**Task goal**
Count the lines of the material below that contain the string "positive", treating uppercase and lowercase as different, and give only the number.

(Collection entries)
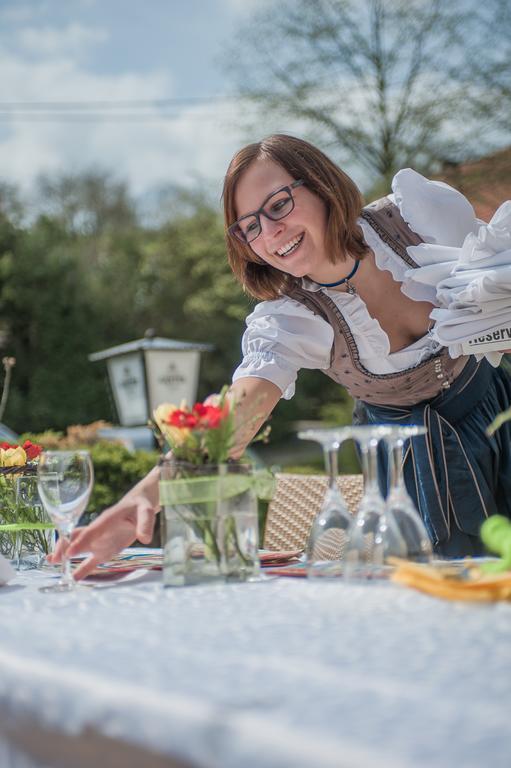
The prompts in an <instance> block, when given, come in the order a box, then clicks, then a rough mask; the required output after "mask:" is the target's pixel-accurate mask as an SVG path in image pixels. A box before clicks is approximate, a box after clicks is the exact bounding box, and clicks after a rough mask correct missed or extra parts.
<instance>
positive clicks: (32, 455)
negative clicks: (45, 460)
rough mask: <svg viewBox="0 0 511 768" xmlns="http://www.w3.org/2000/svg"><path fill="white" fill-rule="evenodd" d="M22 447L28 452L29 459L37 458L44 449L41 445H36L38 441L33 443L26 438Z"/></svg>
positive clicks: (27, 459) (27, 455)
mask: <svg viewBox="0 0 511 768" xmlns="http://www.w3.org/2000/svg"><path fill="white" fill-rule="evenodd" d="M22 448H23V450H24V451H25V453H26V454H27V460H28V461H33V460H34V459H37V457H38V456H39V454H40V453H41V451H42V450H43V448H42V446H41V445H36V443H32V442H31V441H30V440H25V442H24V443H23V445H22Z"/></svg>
* * *
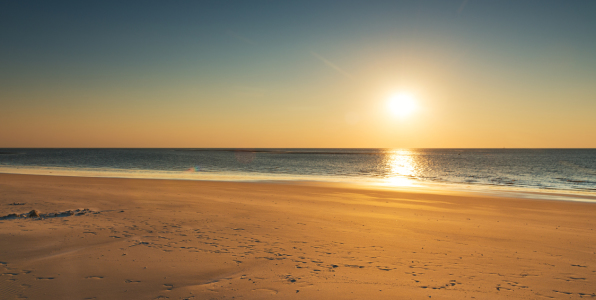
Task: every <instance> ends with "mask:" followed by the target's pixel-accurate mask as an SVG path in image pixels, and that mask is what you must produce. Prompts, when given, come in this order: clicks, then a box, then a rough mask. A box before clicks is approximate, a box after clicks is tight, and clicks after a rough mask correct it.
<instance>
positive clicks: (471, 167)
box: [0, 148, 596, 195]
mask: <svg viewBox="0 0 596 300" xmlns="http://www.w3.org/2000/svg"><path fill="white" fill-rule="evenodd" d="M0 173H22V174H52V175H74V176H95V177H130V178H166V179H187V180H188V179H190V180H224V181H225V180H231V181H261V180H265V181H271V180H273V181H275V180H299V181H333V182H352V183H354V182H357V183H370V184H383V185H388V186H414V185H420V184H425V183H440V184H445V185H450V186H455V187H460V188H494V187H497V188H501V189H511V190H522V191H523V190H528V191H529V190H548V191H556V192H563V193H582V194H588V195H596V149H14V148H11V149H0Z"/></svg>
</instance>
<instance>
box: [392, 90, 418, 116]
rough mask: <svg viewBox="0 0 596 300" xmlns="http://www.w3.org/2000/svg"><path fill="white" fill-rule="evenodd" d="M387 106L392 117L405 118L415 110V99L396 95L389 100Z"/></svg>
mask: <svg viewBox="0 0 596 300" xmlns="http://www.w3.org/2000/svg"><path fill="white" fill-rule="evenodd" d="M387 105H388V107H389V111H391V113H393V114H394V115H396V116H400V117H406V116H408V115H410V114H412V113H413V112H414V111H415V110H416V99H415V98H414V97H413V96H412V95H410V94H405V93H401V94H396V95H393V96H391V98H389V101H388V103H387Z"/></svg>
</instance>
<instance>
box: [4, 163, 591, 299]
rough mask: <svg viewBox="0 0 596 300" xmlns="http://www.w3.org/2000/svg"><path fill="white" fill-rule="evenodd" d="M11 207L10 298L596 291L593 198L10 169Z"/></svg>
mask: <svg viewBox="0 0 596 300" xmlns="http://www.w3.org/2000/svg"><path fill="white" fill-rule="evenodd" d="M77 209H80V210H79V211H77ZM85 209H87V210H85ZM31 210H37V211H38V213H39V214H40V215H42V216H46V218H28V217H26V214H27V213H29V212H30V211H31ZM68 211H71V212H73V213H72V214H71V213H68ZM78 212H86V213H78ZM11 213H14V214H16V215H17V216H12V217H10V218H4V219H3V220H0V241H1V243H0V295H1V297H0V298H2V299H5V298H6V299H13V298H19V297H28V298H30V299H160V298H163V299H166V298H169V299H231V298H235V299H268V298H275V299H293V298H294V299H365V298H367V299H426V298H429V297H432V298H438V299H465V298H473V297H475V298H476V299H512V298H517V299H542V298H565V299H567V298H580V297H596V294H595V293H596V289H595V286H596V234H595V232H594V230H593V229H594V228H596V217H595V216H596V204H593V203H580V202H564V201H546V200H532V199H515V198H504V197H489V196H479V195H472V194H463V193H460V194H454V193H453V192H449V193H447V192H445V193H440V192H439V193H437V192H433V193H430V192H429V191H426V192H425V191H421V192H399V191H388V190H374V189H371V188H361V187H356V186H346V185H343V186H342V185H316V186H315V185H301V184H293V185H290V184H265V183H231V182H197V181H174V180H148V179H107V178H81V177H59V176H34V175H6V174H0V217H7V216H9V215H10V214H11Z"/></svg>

**The completed task**
3